> [What is asked]
Reproduce every one of the records below line for line, with no change to any character.

> [Material provided]
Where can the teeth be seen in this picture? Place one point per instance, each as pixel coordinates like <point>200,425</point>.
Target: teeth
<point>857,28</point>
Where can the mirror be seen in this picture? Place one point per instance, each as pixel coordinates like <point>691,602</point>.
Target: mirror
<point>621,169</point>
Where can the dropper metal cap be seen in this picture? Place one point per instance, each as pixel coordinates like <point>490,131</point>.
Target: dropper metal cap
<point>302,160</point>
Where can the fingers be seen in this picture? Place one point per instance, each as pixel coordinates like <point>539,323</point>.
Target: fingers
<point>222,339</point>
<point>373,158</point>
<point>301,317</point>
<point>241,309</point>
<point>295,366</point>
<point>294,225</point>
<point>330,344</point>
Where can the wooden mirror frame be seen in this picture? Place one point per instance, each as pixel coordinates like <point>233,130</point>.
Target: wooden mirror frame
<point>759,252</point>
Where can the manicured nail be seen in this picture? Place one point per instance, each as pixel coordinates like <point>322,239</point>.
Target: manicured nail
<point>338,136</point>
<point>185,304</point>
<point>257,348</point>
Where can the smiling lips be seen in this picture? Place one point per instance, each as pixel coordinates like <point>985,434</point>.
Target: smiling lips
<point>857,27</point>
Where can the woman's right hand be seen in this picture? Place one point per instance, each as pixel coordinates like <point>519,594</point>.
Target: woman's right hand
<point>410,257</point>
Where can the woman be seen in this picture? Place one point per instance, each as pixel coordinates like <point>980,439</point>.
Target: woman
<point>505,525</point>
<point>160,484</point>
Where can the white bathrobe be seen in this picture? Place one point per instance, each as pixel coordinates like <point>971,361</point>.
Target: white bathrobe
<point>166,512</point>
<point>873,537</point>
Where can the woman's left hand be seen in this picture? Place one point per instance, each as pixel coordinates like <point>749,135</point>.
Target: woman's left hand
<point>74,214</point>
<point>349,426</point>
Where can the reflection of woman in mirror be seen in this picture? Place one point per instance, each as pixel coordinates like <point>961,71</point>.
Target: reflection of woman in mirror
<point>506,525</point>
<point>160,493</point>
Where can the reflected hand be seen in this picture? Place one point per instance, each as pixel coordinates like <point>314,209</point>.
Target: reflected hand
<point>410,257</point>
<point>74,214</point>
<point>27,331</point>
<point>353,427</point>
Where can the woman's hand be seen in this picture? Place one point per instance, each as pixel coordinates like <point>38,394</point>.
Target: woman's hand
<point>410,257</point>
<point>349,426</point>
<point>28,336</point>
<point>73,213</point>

> [Answer to the exercise]
Where can the teeth be seen in this picture? Place one point per instance, each as pixel coordinates like <point>200,425</point>.
Target: teeth
<point>857,28</point>
Where can the mirror be seen in this picture? Place one point per instance, each as pixel coordinates like <point>691,602</point>.
Target: mirror
<point>621,169</point>
Where can the dropper metal cap be seen in this picture? Place one point per instance, each as pixel coordinates like <point>490,131</point>.
Target: dropper metal cap
<point>302,160</point>
Where can the fingers be seen in this picture? Place one point per instance, each as pixel coordinates like <point>539,323</point>.
Target: fingers
<point>222,339</point>
<point>373,158</point>
<point>301,317</point>
<point>241,309</point>
<point>295,366</point>
<point>294,225</point>
<point>330,344</point>
Where can the wooden mirror frame be seen in this picture? Place one point per instance, each as pixel coordinates like <point>233,130</point>.
Target: wooden mirror frame
<point>759,252</point>
Where can the manicured nail be seen in this picture? Place one point per instance, each as pixel coordinates like <point>322,239</point>.
Target: manicured nail
<point>338,136</point>
<point>185,304</point>
<point>257,348</point>
Where can the smiling lips be seen in this picture? Place one point per instance, each as pixel coordinates like <point>985,434</point>.
Target: smiling lips
<point>857,27</point>
Where can the woman's right hand be seen in this picture? Place one point per instance, each as pixel coordinates like <point>519,594</point>.
Target: woman's right hand
<point>410,257</point>
Where can the woman be seen in this picture? Place one point per instance, each as pixel coordinates like <point>980,439</point>.
Target: woman
<point>505,525</point>
<point>160,484</point>
Where can the white bathrobe be seen in this picture? Place one point per instance, each as pixel coordinates like <point>971,361</point>.
Target: white bathrobe
<point>166,512</point>
<point>873,537</point>
Where can the woman's left hand be seen in this picture? Place one point per instance, each as pixel coordinates like <point>749,135</point>.
Target: woman's left hand
<point>74,214</point>
<point>349,426</point>
Where can the reflection of woman in mirror be seen in this picture? Place one point per instance, each as pixel coordinates like <point>961,71</point>.
Target: reflection of woman in mirror
<point>506,525</point>
<point>160,493</point>
Where can the reflected hand be seen in this picture? Place one point per instance, each as pixel coordinates like <point>314,209</point>.
Target: reflected hand
<point>410,257</point>
<point>74,214</point>
<point>27,331</point>
<point>353,427</point>
Where can the woman's hand be seen in this picture? Place one point per instance, each as pixel coordinates like <point>38,394</point>.
Target: woman's hand
<point>410,257</point>
<point>349,426</point>
<point>28,336</point>
<point>73,213</point>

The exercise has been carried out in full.